## WRITTEN TASK
Can you quote the material below word for word, starting with the line that contains "Target: roadside building" and going on through its final line?

## MATERIALS PROVIDED
········

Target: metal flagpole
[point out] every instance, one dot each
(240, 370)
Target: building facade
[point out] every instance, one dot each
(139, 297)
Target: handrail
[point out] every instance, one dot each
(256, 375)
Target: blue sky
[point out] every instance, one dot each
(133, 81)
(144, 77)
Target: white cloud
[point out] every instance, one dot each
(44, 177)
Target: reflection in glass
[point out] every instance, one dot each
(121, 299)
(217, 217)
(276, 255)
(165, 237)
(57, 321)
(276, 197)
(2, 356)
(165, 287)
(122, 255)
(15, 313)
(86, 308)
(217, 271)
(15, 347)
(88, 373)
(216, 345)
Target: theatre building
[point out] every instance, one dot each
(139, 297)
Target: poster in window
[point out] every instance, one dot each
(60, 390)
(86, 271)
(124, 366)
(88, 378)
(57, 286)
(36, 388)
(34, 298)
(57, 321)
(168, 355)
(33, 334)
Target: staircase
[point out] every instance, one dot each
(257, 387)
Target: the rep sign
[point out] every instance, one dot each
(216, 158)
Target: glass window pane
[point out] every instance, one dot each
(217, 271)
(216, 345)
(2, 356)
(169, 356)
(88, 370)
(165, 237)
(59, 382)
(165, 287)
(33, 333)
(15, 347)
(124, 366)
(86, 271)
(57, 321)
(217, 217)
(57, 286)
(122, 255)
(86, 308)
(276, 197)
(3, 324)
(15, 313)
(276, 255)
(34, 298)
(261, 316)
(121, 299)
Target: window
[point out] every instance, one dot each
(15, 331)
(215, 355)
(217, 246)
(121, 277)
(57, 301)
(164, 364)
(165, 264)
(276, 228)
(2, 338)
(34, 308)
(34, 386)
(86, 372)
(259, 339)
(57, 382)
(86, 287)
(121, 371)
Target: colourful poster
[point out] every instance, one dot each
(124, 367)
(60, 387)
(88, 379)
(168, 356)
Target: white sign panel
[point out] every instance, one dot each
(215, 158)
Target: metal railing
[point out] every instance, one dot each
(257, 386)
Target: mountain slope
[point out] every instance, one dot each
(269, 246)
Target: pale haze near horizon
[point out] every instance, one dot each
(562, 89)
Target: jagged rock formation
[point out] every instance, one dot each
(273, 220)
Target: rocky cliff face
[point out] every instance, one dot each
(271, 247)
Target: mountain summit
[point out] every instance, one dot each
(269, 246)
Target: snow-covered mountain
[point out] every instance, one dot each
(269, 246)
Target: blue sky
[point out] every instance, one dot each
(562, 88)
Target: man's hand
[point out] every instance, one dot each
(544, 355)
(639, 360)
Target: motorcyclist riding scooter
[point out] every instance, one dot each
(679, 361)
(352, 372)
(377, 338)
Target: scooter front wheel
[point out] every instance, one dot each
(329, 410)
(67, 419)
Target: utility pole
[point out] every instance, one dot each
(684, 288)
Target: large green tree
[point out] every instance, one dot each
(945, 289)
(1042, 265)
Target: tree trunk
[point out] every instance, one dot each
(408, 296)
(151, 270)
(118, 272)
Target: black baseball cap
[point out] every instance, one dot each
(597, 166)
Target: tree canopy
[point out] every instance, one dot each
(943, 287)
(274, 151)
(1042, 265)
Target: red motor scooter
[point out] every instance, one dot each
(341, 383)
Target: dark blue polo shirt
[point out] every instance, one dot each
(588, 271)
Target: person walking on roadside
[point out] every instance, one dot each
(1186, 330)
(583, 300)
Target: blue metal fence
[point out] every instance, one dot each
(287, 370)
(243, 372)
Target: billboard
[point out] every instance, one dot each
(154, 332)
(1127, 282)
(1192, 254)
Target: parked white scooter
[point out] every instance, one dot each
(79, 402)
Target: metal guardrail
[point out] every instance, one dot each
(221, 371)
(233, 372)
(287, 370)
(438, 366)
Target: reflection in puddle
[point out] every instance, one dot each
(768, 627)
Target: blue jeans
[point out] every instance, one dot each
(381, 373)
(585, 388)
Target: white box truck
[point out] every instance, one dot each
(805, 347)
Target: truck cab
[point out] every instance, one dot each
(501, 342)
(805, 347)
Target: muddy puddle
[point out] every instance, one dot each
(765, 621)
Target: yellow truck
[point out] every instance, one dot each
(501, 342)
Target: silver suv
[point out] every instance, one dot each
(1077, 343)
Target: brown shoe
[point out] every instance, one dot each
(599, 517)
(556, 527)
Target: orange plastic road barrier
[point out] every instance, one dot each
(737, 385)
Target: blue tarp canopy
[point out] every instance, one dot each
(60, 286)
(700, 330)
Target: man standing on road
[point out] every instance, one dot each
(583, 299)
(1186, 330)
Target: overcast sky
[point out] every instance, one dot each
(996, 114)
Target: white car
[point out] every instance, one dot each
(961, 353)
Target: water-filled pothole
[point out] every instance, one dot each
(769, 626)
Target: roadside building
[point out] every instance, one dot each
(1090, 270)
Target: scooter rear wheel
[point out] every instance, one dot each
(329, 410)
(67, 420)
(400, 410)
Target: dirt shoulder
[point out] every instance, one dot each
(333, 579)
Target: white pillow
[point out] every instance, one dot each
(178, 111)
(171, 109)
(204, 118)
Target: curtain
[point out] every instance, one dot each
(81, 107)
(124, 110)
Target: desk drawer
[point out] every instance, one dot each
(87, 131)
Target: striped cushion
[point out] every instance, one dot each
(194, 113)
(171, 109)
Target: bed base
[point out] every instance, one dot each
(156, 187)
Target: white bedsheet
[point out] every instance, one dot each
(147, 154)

········

## WORKED ANSWER
Target: roadside building
[point out] every instance, one dot each
(1090, 270)
Target: scooter rear wheel
[point out] every instance, one dot each
(329, 410)
(67, 420)
(400, 410)
Target: dirt shoulder
[point out] every instance, one dot each
(333, 579)
Target: white pillow
[point out] every instance, one dot each
(178, 111)
(171, 109)
(204, 118)
Target: curtain
[point out] every instance, one dot each
(81, 107)
(124, 110)
Target: desk drawer
[point out] every instance, one dot each
(87, 131)
Target: striped cushion
[point out] every instance, one dot each
(194, 113)
(171, 109)
Target: bed base
[point out] every instance, one dot each
(156, 187)
Target: white bedsheet
[point out] every instance, one dot each
(147, 154)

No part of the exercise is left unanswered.